[Stored data entries]
+++

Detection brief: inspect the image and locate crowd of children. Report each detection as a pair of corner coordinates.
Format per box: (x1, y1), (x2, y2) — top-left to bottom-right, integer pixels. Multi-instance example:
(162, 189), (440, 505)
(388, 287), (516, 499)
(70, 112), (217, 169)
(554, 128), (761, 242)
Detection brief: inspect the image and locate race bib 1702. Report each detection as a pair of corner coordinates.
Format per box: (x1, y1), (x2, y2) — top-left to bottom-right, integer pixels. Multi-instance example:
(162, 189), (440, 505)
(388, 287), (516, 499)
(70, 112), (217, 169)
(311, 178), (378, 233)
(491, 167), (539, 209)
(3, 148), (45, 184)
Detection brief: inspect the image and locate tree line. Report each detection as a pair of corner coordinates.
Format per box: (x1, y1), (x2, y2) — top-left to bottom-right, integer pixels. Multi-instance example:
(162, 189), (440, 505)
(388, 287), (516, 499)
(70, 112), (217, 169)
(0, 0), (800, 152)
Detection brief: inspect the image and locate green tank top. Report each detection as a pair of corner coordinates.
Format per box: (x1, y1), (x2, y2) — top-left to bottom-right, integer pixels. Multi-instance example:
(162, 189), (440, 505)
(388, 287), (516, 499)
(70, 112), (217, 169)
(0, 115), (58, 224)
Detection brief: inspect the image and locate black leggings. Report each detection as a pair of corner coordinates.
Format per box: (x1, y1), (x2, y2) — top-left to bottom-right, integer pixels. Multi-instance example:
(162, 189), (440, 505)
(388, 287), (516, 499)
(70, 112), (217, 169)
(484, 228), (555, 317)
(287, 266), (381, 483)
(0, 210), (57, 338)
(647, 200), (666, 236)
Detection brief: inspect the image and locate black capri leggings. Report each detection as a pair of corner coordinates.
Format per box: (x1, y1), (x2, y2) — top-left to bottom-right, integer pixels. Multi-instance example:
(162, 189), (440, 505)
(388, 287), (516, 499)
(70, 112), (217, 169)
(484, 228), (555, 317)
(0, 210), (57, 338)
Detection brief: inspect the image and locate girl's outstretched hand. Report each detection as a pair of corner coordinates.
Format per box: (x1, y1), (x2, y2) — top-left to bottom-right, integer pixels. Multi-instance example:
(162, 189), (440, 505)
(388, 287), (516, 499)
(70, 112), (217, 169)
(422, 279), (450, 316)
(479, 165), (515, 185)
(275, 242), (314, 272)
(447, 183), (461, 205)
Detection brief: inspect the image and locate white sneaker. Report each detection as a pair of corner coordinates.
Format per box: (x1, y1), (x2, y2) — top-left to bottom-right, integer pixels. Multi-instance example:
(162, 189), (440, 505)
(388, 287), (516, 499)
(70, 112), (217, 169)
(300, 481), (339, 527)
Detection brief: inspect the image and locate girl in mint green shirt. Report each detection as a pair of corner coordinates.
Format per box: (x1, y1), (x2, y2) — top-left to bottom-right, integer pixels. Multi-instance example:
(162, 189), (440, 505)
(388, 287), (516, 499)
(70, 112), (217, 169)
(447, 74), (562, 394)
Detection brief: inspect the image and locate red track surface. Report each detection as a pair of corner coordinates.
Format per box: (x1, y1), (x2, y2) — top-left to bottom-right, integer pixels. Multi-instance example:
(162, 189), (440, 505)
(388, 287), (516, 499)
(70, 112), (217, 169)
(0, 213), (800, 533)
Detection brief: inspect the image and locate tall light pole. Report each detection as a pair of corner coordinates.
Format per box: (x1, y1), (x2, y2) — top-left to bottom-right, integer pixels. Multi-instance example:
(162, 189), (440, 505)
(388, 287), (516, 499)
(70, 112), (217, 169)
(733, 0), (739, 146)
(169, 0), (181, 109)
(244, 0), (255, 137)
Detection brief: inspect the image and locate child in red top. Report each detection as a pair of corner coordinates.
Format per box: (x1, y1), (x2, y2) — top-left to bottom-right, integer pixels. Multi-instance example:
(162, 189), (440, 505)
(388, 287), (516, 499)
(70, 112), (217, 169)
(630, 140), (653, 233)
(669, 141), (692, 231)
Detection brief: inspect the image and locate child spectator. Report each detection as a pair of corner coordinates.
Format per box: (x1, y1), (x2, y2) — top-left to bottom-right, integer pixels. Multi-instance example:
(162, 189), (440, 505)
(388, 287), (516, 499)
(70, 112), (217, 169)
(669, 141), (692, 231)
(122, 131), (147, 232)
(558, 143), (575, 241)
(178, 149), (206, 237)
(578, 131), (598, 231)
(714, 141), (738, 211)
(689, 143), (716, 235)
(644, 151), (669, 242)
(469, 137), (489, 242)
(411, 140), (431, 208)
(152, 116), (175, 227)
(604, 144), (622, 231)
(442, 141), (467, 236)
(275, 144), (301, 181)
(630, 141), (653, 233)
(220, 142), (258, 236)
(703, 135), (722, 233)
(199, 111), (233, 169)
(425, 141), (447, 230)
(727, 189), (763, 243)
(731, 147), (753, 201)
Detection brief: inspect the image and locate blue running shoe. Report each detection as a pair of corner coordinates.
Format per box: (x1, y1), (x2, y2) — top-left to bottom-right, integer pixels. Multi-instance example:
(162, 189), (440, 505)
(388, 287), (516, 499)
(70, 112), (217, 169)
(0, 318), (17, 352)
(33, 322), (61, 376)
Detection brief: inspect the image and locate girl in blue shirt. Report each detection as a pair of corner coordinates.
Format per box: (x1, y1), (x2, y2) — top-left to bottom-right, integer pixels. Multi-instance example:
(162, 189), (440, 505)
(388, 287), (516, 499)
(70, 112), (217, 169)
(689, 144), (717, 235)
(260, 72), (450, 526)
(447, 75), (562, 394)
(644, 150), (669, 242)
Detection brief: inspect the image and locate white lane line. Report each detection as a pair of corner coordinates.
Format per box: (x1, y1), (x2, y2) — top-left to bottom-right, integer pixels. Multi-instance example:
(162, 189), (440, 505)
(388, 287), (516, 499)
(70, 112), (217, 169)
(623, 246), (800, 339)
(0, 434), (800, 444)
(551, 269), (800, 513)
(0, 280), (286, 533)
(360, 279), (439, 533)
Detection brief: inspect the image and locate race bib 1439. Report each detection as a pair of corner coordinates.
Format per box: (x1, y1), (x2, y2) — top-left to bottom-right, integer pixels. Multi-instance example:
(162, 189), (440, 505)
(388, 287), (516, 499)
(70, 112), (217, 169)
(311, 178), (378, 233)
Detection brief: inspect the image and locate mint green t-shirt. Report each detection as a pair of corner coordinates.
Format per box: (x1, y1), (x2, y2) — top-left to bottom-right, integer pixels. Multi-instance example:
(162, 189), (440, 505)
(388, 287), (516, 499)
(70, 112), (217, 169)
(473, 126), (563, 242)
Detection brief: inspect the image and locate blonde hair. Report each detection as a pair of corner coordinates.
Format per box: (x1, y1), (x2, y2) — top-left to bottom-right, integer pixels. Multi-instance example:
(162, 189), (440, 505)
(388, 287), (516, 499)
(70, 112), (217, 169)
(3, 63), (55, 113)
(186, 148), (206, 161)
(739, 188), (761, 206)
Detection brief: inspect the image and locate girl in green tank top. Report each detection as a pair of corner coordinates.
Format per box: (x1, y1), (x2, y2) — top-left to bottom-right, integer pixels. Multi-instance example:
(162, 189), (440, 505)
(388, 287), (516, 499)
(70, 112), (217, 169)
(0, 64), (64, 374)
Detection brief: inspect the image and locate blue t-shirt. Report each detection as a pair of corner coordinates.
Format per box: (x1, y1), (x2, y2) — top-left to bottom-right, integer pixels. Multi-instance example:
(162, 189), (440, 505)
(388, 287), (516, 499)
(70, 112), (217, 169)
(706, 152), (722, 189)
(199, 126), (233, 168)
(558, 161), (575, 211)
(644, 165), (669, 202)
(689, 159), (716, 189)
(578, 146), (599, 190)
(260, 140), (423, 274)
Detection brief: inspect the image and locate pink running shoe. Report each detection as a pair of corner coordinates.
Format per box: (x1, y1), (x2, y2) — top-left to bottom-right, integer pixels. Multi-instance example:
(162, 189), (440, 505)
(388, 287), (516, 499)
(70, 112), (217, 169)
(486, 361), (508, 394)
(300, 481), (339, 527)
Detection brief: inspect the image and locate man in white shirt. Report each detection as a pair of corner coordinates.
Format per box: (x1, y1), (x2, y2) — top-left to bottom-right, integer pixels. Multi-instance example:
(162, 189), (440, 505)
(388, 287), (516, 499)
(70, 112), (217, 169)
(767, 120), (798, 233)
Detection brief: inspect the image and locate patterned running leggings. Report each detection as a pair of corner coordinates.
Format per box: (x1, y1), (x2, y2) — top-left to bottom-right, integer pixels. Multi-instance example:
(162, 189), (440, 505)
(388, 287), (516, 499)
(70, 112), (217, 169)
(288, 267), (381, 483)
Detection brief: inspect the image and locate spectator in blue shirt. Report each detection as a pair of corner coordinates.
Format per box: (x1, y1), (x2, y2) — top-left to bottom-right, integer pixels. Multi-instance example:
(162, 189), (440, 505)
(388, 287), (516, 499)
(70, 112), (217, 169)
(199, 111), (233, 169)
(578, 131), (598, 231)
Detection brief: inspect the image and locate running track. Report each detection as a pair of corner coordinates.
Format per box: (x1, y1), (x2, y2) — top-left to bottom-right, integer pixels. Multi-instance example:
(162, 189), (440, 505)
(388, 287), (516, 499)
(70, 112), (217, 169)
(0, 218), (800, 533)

+++

• [PROBLEM REQUIREMENTS]: Pull out every line in the entries above that contains the string "race", and copy each one in full.

• [RESPONSE TO THIS TASK]:
Detection brief: inspect the image and locate race bib 1702. Report each detection as a pair of corner coordinates.
Detection brief: inspect the image and locate race bib 1439. Report each detection as a pair of corner coordinates.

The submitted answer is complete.